→ **Exercice**:
Mettez toutes les lignes des données ci-dessous sous forme de liste numérotée, en omettant les lignes vides.

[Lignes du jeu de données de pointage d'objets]
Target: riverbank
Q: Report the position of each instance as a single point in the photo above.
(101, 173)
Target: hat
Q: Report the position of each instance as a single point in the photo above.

→ **Corrigé**:
1. Target: riverbank
2. Q: Report the position of each instance as a single point in the photo above.
3. (101, 173)
4. Target: hat
5. Q: Report the position of each instance as a single point in the photo above.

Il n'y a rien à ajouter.